● **Exercise requirements**
Reproduce word for word the lines between those holding "x=134, y=627" and "x=823, y=261", inclusive, and nothing else from the data below.

(Beginning of Source information)

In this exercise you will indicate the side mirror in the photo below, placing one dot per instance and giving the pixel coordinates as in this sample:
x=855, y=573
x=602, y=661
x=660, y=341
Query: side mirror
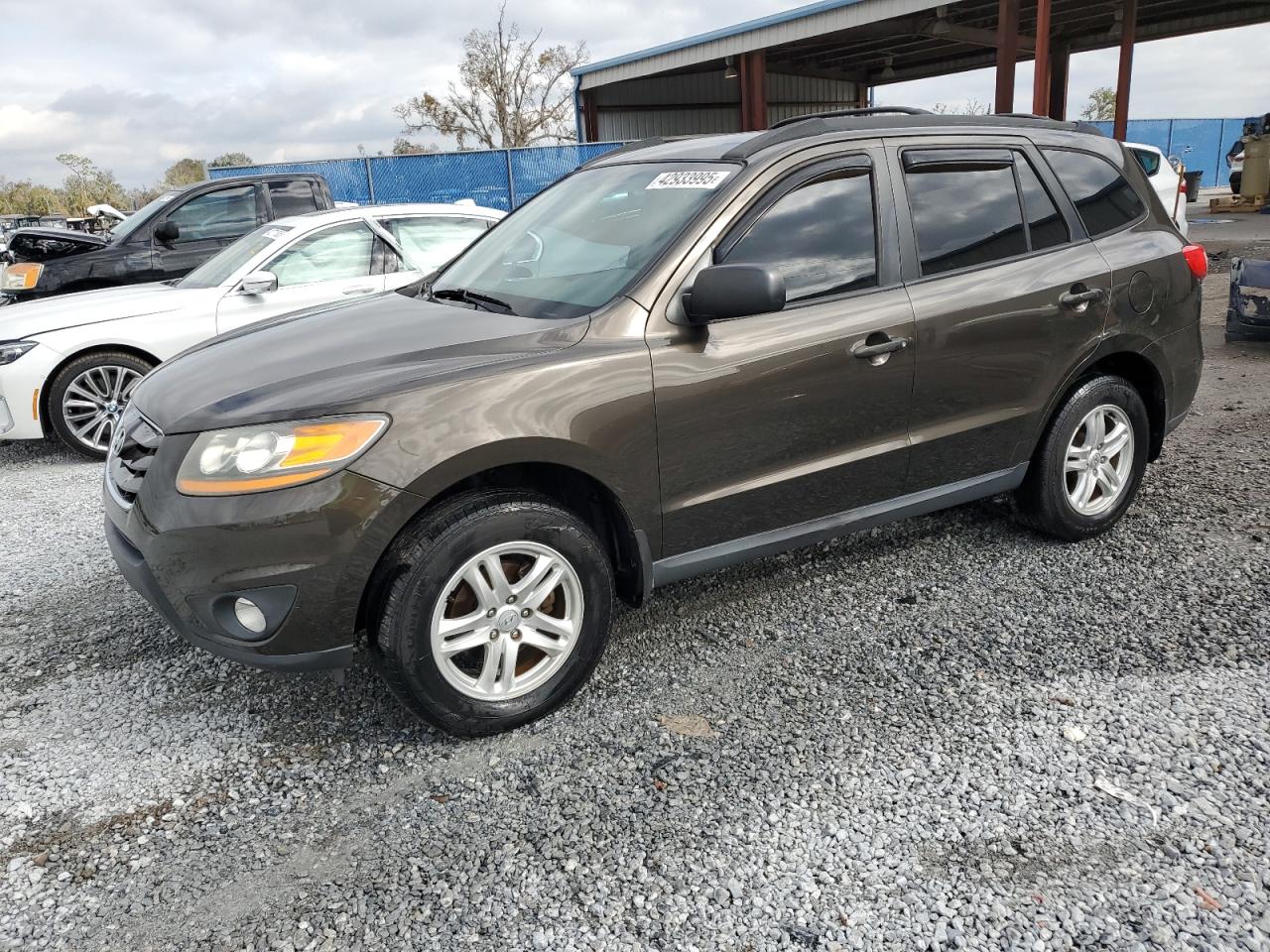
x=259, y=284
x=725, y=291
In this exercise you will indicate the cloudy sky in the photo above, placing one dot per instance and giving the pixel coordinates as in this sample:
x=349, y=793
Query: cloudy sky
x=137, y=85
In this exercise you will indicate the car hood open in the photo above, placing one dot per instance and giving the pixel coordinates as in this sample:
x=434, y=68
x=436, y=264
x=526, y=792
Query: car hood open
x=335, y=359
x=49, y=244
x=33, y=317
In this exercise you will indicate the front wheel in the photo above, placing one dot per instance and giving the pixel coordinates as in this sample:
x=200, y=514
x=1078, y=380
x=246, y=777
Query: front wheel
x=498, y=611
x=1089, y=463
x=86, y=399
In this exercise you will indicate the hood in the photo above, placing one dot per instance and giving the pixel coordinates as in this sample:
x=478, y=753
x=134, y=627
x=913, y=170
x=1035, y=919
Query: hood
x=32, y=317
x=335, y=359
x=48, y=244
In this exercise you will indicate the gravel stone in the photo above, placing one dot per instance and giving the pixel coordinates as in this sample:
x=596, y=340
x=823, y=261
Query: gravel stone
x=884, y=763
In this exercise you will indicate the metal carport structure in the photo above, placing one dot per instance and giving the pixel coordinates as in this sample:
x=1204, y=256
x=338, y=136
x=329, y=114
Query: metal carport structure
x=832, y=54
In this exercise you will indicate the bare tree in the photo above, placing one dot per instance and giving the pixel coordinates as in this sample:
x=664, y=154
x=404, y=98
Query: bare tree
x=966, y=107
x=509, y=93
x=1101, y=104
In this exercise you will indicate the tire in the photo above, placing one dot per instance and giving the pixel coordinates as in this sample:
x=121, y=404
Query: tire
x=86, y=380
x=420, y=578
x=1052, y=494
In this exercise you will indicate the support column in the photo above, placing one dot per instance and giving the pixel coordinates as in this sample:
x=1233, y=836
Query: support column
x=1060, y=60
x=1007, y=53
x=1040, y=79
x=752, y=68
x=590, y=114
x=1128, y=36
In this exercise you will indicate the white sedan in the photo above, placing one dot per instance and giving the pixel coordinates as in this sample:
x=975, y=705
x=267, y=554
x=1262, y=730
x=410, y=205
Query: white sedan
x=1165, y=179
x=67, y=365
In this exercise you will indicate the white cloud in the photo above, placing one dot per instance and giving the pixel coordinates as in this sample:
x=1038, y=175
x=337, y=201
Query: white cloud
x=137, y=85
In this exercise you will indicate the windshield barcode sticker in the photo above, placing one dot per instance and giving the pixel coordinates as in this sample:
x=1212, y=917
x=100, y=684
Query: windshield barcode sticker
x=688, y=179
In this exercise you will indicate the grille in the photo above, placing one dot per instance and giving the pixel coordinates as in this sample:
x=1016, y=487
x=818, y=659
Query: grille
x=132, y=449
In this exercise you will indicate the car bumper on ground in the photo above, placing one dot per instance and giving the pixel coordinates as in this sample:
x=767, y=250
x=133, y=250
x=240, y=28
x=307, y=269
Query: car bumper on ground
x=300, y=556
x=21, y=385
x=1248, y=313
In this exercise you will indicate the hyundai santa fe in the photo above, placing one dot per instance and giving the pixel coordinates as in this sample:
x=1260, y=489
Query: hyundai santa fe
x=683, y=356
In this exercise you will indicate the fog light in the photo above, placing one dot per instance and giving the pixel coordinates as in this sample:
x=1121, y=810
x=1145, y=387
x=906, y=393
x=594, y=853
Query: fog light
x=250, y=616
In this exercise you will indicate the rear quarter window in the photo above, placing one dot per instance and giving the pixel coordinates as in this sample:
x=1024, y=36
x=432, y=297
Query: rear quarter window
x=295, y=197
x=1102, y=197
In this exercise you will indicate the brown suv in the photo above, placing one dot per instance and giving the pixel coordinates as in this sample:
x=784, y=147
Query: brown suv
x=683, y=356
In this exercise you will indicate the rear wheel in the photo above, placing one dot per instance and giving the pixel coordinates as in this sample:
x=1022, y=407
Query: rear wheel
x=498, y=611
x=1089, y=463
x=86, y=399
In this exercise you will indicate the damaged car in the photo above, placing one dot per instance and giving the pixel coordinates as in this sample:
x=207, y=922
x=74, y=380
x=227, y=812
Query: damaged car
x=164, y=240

(End of Source information)

● **Exercise answer**
x=134, y=627
x=913, y=170
x=1035, y=919
Query: hood
x=32, y=317
x=335, y=359
x=48, y=244
In this exercise you will indicate the gravel stone in the photo above, placing one dot per instance and giving the pixel coordinates as in this sample:
x=596, y=340
x=823, y=261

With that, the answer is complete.